■ Task description
Copy the records below exactly as they are written.

■ Records of labeled points
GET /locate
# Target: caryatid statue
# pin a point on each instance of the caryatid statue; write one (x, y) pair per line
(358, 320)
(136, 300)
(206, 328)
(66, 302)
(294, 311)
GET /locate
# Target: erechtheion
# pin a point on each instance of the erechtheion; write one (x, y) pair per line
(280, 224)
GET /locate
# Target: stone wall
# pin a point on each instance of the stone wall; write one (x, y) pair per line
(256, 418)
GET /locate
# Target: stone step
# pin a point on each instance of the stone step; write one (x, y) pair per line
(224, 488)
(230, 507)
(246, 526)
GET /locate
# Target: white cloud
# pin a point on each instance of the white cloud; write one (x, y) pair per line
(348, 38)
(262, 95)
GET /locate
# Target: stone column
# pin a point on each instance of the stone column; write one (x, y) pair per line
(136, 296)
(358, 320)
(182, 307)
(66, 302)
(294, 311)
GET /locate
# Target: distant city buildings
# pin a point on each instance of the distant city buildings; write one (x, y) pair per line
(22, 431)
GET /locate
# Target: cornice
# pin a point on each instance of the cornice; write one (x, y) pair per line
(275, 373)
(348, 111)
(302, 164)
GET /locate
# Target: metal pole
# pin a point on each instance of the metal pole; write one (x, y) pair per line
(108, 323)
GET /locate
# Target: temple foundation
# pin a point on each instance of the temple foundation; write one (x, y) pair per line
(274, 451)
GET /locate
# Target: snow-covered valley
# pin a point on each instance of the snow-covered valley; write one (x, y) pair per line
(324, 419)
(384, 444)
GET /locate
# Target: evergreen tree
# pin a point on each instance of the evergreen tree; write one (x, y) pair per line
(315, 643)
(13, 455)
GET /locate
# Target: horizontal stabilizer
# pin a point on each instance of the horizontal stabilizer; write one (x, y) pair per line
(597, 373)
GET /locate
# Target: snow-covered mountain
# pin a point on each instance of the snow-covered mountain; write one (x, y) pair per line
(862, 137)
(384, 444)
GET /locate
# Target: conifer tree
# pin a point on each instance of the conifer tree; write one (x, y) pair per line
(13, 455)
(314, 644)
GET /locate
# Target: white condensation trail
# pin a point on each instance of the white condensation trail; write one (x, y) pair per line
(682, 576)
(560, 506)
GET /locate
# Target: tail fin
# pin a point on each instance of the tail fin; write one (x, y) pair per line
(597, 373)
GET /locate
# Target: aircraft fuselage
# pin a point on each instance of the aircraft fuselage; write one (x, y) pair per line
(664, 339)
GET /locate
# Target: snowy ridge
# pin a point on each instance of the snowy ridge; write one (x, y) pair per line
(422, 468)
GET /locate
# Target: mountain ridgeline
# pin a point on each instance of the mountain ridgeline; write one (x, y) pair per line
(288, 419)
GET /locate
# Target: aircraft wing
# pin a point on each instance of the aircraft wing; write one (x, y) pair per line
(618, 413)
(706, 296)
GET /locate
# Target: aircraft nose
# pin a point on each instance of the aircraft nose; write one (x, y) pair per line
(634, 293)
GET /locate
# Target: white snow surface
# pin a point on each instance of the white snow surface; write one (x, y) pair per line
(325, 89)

■ Finished answer
GET /locate
# Target: caryatid statue
# pin a point on each instance of the caryatid statue; write one (x, y) pair per line
(358, 320)
(136, 300)
(206, 328)
(66, 302)
(294, 311)
GET /locate
# Target: erechtheion
# pin a point on each instance of the erechtheion; write one (x, y) pair per line
(280, 224)
GET /locate
# Target: stone wall
# pin a point on each instance of the stone wall; write one (x, y) pair per line
(256, 418)
GET /locate
# Target: stone step
# pin a point on each instance of the stone step; write one (x, y) pair per line
(224, 488)
(230, 507)
(246, 526)
GET /locate
# Target: white cloud
# pin a point on each instance of the white cloud; write one (x, y) pair per line
(348, 38)
(262, 95)
GET /locate
# Target: stone column
# pin a point on each instance of the stone column; write one (x, y) pair per line
(136, 296)
(358, 320)
(182, 307)
(66, 302)
(294, 311)
GET /locate
# Target: distant city buildings
# pin a point on each instance of the distant city buildings; write one (x, y) pair per line
(22, 431)
GET /locate
# Target: cornice
# pin a point on each instance of the cornice; write one (x, y) pair per line
(275, 373)
(348, 111)
(302, 164)
GET /locate
# Target: metal pole
# pin a point on each instance of the metal pole; write one (x, y) pair per line
(108, 323)
GET /locate
# Target: temple foundation
# pin a point on each instance of the temple foundation; write one (x, y) pair per line
(274, 451)
GET /locate
# Target: snow-covered valley
# pin a point on each instance of the snow-covered valley; write one (x, y) pair per line
(324, 419)
(384, 444)
GET /locate
# Target: evergreen tree
# pin a point on each instance of the evergreen tree; write one (x, y) pair per line
(315, 643)
(13, 455)
GET /locate
# Target: horizontal stabilizer
# pin a point on each instance of the horizontal stabilizer; write one (x, y) pair per line
(597, 373)
GET /locate
# Target: snow-covered mountain
# pin a point on each instance of the snow-covered mountain; write one (x, y) pair per line
(862, 137)
(384, 444)
GET /locate
# Target: conifer tree
# pin a point on each instance of the conifer tree; write one (x, y) pair per line
(13, 455)
(314, 644)
GET /locate
# Target: white condensation trail
# pin a point on each instance of the white condensation trail; write one (x, y) pair per line
(682, 576)
(560, 506)
GET /locate
# Target: tail fin
# pin a point on each instance of the tail fin; write one (x, y) pair per line
(597, 373)
GET /locate
# Target: aircraft fuselage
# pin a point on each instance of the aircraft fuselage; write one (x, y) pair per line
(664, 339)
GET /locate
# Target: snowy ridge
# pin a point on each instance of the snowy ridge; write one (x, y) pair per line
(422, 468)
GET /locate
# Target: mountain ridgeline
# pin a point on each instance of the mountain ridgeline; write one (x, y) pair per line
(288, 419)
GET /locate
# Target: aircraft wing
# pin a point on each instance of the aircraft wing; write one (x, y) pair per line
(618, 413)
(706, 296)
GET /locate
# Target: aircraft nose
# pin a point on each instance of the aircraft nose; write one (x, y) pair per line
(634, 293)
GET /locate
# Target: white snow surface
# pin a point on each instance of the white snow surface; write one (x, y) pair per line
(325, 89)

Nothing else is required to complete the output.